_Text block_:
Corporations must be made to serve the society as they were originally intended to do. The fact is that most of our GNP is consumed within our borders by our citizens. There is a symbiotic relationship between corporations and the citizens of this nation. If the citizens are not prosperous, the corporations are not going to be able to sell their products to Americans. It is not a sensible or patriotic idea to allow American corporations to take their assets off shore, produce product at low labor cost, and import it back into the US at no tariff for sale to Americans. This nation must relearn this lesson: The government is of the people, by the people, and for the people, and it was founded to provide for the common defense, promote the general welfare and secure the blessings of liberty to ourselves and our posterity.
These words apply to human citizens only. Corporations are only artifices created by men to achieve some of those goals for the people.
Gone With Globalization
By E.J. Dionne Jr.
Tuesday, September 30, 2003; Page A19
Except for the saints in our midst, everyone has prejudices, including the well educated and well-to-do. But when upscale folks have prejudices, they usually call them ideas, convictions or principles.
So how can you tell when a principle is merely a prejudice? When someone keeps making an argument even though the facts suggest it no longer holds up.
It is time to ask whether the overwhelming support for free trade and globalization among well-off, highly educated people is more a prejudice rooted in their own self-interest than a matter of high principle.
Okay, maybe that's too harsh. So try this: Even if globalization made a lot of sense during the buoyant 1990s, shouldn't the troubling economic developments since 2000 force people to modify their views? Is it not now undeniable that globalization has serious costs that are not merely "transition problems" and that these costs are borne disproportionately by certain parts of the country and the society?
Now, I don't want to be accused of prejudice myself, so let me stipulate that most educated folks really believe on principle in free trade. They can rely on reams of writing by intelligent economists to support their view.

_Written tasks_:
1) In the globalization text, duplicate the portion starting with "It is time to" and going on through "of high principle.".
2) According to the globalization text, why does the prosperity of the nation's citizens matter to corporations? Answer in one to three sentences.

_Material supplied_:
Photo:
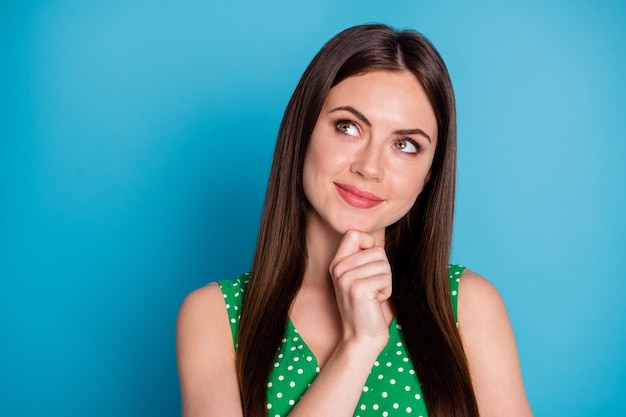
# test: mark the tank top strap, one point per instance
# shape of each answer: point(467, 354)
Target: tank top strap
point(455, 272)
point(233, 291)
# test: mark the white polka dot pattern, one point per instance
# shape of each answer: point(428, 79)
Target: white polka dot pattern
point(392, 388)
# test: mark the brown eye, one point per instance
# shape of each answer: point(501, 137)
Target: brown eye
point(347, 128)
point(406, 145)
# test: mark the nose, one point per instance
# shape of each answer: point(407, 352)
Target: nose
point(368, 163)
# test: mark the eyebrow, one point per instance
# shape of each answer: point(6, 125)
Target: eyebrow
point(365, 120)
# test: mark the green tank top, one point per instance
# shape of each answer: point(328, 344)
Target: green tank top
point(392, 388)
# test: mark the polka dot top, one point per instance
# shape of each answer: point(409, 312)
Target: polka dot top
point(392, 388)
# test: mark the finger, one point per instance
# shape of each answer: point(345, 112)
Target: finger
point(361, 265)
point(352, 242)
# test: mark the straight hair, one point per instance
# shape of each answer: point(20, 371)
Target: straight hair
point(417, 246)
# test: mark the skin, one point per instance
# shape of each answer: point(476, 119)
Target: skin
point(376, 133)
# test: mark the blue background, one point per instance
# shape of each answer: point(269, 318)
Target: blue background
point(135, 142)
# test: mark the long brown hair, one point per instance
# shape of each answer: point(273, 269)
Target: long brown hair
point(418, 246)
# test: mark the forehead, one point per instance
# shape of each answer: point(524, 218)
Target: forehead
point(392, 97)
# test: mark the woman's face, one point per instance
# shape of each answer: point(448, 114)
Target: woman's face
point(370, 153)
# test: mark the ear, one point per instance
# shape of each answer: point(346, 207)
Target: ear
point(427, 178)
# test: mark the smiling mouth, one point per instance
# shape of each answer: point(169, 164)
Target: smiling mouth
point(356, 197)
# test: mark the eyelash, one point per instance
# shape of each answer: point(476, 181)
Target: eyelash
point(416, 145)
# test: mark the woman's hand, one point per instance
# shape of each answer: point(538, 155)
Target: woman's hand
point(361, 275)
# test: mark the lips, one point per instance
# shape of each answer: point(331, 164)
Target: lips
point(356, 197)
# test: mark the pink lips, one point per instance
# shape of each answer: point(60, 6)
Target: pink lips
point(357, 197)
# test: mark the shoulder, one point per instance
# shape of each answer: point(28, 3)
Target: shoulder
point(205, 355)
point(490, 347)
point(478, 296)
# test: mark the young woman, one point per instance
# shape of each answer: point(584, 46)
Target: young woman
point(351, 308)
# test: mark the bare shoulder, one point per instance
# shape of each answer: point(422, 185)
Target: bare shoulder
point(205, 355)
point(478, 296)
point(490, 347)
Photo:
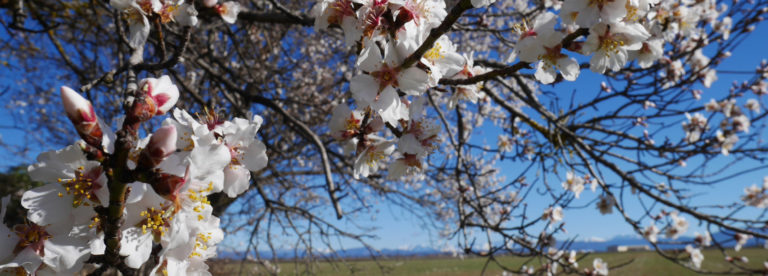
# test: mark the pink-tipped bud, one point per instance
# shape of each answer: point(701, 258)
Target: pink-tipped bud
point(80, 112)
point(161, 145)
point(162, 91)
point(210, 3)
point(157, 96)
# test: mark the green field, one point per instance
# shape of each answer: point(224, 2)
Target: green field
point(637, 263)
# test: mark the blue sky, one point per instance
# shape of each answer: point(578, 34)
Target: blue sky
point(398, 228)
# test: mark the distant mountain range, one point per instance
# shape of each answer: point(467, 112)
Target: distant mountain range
point(589, 244)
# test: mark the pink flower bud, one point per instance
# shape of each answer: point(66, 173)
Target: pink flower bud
point(162, 92)
point(161, 145)
point(80, 112)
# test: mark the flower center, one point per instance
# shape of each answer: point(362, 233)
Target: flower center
point(201, 243)
point(610, 44)
point(434, 53)
point(32, 236)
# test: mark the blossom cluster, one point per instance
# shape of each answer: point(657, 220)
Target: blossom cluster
point(168, 176)
point(140, 15)
point(387, 92)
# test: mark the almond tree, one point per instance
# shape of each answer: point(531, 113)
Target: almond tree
point(366, 101)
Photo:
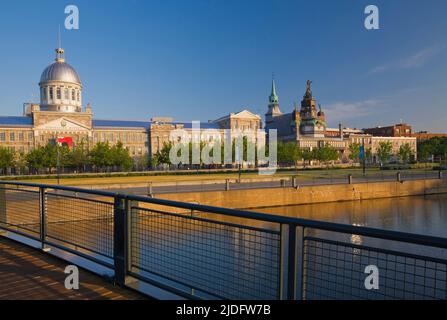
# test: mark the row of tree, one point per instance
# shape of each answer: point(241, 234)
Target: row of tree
point(102, 156)
point(384, 152)
point(435, 147)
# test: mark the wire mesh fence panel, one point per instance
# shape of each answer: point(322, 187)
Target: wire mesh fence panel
point(80, 222)
point(336, 270)
point(217, 259)
point(20, 210)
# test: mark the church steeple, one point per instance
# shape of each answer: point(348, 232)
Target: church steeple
point(273, 110)
point(273, 99)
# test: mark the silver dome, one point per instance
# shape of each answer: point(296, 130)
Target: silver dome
point(60, 71)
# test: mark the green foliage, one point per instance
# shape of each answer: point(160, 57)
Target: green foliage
point(405, 153)
point(326, 153)
point(79, 156)
point(120, 157)
point(384, 151)
point(354, 152)
point(289, 153)
point(35, 158)
point(436, 146)
point(162, 156)
point(7, 157)
point(100, 155)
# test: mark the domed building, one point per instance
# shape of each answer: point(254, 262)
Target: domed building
point(60, 86)
point(60, 117)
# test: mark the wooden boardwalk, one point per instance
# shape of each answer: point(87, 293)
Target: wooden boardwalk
point(27, 274)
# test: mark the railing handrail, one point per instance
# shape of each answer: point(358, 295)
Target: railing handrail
point(392, 235)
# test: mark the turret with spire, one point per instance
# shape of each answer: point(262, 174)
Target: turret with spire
point(273, 106)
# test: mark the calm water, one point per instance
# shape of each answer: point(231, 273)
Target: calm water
point(422, 215)
point(215, 256)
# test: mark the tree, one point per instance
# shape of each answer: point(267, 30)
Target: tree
point(326, 153)
point(289, 153)
point(119, 157)
point(100, 155)
point(162, 156)
point(405, 153)
point(7, 157)
point(35, 158)
point(384, 151)
point(308, 155)
point(78, 157)
point(354, 152)
point(436, 146)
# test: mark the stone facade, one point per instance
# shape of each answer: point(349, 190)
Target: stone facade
point(60, 115)
point(307, 127)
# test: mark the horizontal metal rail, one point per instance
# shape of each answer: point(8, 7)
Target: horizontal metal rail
point(232, 259)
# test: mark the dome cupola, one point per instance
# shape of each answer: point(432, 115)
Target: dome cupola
point(60, 86)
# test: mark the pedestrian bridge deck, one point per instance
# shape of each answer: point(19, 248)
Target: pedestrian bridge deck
point(27, 274)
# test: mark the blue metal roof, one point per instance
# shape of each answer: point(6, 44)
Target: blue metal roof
point(145, 124)
point(121, 124)
point(28, 122)
point(16, 121)
point(203, 125)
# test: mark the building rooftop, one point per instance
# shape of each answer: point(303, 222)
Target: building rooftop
point(16, 121)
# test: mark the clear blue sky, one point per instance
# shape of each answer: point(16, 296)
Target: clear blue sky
point(201, 59)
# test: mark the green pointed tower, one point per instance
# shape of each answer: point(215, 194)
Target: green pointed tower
point(273, 110)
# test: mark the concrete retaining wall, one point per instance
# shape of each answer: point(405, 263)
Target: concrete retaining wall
point(269, 197)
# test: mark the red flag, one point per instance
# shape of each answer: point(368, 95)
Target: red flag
point(65, 141)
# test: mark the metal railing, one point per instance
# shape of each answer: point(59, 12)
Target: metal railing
point(204, 252)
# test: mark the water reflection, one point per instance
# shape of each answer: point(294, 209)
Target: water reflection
point(421, 215)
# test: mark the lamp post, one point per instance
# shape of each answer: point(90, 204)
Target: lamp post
point(363, 156)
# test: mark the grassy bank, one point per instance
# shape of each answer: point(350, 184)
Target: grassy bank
point(146, 177)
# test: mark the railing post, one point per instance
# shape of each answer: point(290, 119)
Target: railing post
point(120, 239)
point(288, 283)
point(43, 217)
point(149, 189)
point(3, 212)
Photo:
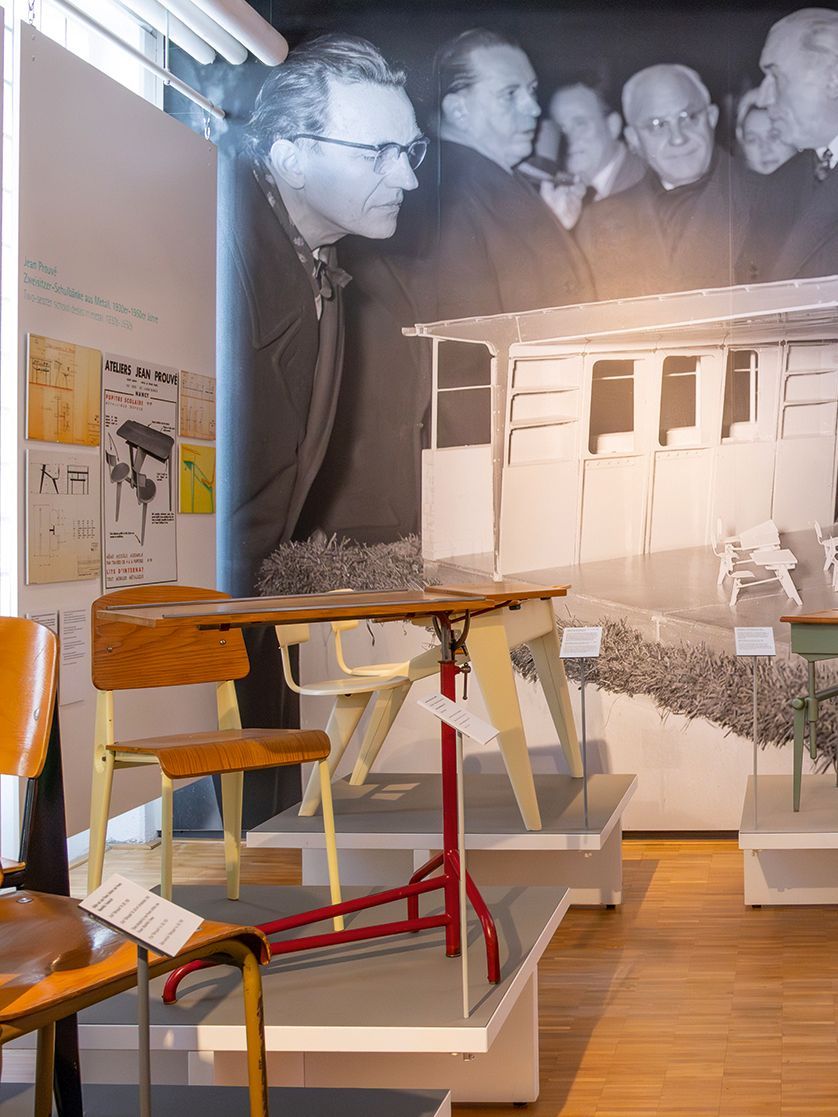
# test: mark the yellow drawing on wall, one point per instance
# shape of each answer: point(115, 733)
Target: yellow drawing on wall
point(197, 478)
point(64, 387)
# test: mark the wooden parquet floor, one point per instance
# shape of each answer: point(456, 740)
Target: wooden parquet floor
point(681, 1003)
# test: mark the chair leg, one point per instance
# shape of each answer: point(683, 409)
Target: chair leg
point(384, 712)
point(342, 723)
point(800, 706)
point(231, 786)
point(103, 779)
point(165, 838)
point(44, 1071)
point(489, 650)
point(334, 878)
point(257, 1078)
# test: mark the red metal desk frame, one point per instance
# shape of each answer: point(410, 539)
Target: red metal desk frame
point(446, 609)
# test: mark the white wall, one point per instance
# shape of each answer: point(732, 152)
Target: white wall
point(121, 199)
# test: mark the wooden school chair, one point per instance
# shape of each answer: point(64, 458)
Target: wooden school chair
point(28, 676)
point(57, 961)
point(127, 656)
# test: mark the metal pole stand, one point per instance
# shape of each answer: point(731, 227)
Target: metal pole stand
point(755, 744)
point(143, 1025)
point(584, 740)
point(462, 856)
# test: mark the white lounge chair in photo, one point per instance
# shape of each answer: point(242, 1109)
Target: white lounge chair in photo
point(830, 550)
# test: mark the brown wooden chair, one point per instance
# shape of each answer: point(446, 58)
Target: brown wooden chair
point(127, 656)
point(57, 961)
point(28, 672)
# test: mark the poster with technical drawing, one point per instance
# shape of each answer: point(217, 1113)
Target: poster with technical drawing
point(63, 512)
point(140, 421)
point(197, 478)
point(63, 391)
point(197, 406)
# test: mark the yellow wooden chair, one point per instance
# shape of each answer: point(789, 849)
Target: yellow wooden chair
point(56, 960)
point(127, 657)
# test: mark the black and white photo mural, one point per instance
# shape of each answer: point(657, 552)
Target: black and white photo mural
point(616, 229)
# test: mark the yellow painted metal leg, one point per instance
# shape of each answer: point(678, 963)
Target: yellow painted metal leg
point(342, 723)
point(165, 838)
point(103, 779)
point(489, 651)
point(554, 684)
point(257, 1079)
point(44, 1071)
point(231, 788)
point(334, 878)
point(384, 712)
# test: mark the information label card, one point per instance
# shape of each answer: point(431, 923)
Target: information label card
point(581, 642)
point(144, 917)
point(754, 641)
point(459, 718)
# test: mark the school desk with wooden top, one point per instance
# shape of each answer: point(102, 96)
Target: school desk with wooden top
point(451, 612)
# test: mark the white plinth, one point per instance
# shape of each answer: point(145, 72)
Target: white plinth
point(383, 1013)
point(790, 857)
point(389, 826)
point(232, 1101)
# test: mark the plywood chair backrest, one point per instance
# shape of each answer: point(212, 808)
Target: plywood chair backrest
point(28, 678)
point(127, 657)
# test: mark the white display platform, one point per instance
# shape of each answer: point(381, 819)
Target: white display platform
point(790, 857)
point(389, 826)
point(384, 1013)
point(232, 1101)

_In response_:
1)
It is time to ask whether the overwhelming support for free trade and globalization among well-off, highly educated people is more a prejudice rooted in their own self-interest than a matter of high principle.

2) Most of the nation's GNP is consumed within its borders by its own citizens, so corporations and citizens depend on each other. If the citizens are not prosperous, the corporations will not be able to sell their products to Americans.